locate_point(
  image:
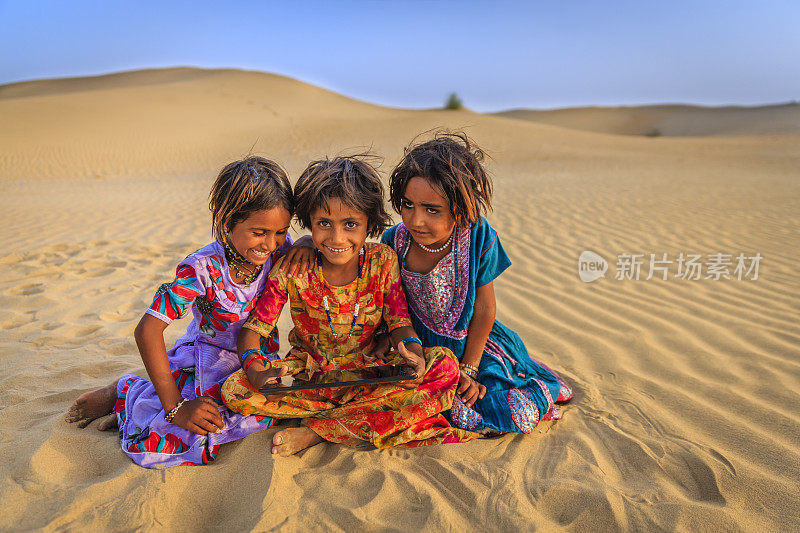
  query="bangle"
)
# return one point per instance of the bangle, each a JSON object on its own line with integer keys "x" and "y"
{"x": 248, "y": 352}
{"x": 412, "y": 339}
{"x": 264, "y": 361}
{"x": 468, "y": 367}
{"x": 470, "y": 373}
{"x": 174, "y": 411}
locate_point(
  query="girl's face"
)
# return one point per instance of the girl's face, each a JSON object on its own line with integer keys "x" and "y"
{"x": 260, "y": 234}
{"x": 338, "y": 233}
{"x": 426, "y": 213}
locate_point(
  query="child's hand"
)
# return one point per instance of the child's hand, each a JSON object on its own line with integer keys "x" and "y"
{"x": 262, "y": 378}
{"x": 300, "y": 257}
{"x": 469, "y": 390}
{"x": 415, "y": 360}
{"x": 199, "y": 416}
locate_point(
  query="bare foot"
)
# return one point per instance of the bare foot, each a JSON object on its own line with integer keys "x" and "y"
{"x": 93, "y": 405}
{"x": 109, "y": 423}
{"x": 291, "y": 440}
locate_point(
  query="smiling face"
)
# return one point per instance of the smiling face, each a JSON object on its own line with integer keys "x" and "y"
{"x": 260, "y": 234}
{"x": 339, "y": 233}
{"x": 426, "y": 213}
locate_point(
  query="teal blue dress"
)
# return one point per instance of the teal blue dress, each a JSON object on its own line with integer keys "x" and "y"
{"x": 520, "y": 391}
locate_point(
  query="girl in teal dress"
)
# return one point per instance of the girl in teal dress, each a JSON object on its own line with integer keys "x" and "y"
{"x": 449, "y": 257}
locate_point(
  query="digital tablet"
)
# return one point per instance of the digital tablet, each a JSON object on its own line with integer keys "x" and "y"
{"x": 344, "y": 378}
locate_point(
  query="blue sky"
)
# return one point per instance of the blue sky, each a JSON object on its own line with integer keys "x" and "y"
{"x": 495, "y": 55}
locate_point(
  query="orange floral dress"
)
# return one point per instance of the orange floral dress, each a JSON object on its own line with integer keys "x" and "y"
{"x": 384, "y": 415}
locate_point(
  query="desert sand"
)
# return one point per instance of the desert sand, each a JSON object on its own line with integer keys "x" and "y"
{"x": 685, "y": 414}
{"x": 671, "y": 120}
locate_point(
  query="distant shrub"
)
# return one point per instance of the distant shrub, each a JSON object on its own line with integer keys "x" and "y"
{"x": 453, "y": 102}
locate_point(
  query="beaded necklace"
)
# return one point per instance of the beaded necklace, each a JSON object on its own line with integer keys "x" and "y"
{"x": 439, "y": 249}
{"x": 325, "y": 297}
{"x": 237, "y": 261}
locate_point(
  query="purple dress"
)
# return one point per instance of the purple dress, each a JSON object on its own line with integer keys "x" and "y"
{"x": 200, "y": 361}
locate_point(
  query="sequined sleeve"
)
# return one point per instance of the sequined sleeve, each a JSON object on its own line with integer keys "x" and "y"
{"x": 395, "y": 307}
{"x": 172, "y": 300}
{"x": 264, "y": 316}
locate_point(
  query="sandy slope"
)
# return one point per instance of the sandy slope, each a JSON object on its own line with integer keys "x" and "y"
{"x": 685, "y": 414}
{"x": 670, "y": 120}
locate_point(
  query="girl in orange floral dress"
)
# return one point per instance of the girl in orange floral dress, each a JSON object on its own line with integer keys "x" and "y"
····················
**TASK TO COMPLETE:** Show each line of the material above that contains the word "face", reproducing each such line in full.

**REPLY:**
  query="girl's face"
# return one point per instance of the girl's face, each a JSON object on its own line with integer keys "x" and "y"
  query="smiling face"
# return one point per instance of the smiling face, each a JSON object on its own line with integer keys "x" and "y"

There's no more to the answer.